VANCOUVER – For Hugh Lampkin, fentanyl’s surge to all but replace heroin on the Vancouver drug scene calls to mind a curious image: a rainbow.
“Traditionally, heroin comes in about four different colours,” said the longtime drug advocate, describing a bland palette of beiges, browns and blacks.
“Well now you’re seeing multiple colours, like colours of the rainbow: green and pink and orange and white. … Right away, when you see these colours that’s a pretty good indicator that it’s fentanyl that you’re doing.”
As government data tracks a spike of fentanyl across Canada, people who use illicit drugs in Vancouver’s Downtown Eastside say there is virtually no heroin left on the street after it has been pushed out by the cheaper and more potent fentanyl.
Martin Steward of the Western Aboriginal Harm Reduction Society said fentanyl’s takeover is evident by how easily people are overdosing on small amounts of what is being sold as heroin, and simply by people’s physical response to the drug.
“I know people who use heroin and they’ll inject what they normally do. And the next time they’ll do exactly the same thing of what they think is heroin and they’re out. Like, they’re going under from it,” Steward said in an interview, referring to an overdose.
“They’re using the same thing, the same product, but getting a different result. That’s a forerunner for me to see that it’s not heroin.”

Activity A. In the news report on fentanyl in Vancouver, what organization is Martin Steward part of?
Activity B. Carry on the news report on fentanyl in Vancouver from where it stops.

Dataset excerpts.
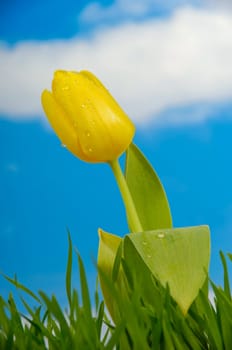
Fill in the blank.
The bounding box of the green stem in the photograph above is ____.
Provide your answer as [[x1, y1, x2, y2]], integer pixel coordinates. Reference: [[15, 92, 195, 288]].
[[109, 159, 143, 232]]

* * *

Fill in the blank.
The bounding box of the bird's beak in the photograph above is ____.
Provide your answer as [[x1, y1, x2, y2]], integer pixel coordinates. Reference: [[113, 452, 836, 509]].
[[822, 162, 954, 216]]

Your response A. The Western Aboriginal Harm Reduction Society.

Your response B.
There have been 256 fatal overdoses from illicit drugs in the first four months of this year, already more than half the 480 that occurred for all of 2015. Fentanyl’s connection to those deaths has been surging at a staggering rate.
The B.C. Coroners Service reported last week that the presence of fentanyl in cases of illicit drug overdose deaths rose from a third in 2015 to nearly 50 per cent so far this year.
Speaking anecdotally, Lampkin said he doesn’t believe anyone in Vancouver has used real heroin in more than a year and that many users don’t appear to be aware of it.
He’s observed overdose victims needing three full vials of the overdose-reversing drug naloxone to recover, he said.
“I think it’s not so much as they’re moving to it as a case of not having any choice,” said Lampkin, who sits on the board for the Vancouver Area Network of Drug Users.
“The people who are controlling the supply, they’re passing off what should be heroin as fentanyl because of the close proximity of the high.”
Vancouver police report heroin-related drug seizures and criminal charges in the city have remained relatively stable over the past five years, but Lampkin said drugs are only tested when charges are laid or usually in the event of a fatal overdose.
Sgt. Darin Sheppard, who heads up a British Columbia RCMP division that investigates organized drug crime, said that while heroin is still present in the province, fentanyl is increasingly taking over the market.
“It’s a growing trend,” he said, pegging 2014 as the first year fentanyl was noticed in a significant way.
Mark Haden, a public health professor at the University of British Columbia, draws a parallel to alcohol prohibition, which he said led to stronger, more concentrated booze that was often toxic.
“Dealers will always want small packages. That’s the natural process of drug prohibition,” he said, dismissing the war-on-drugs policy approach taken by governments as shortsighted and ineffective.
There are multiple explanations offered for the rise of the dangerous opioid, centring on its low production cost and the simplicity of smuggling it across the border in its compact, concentrated form.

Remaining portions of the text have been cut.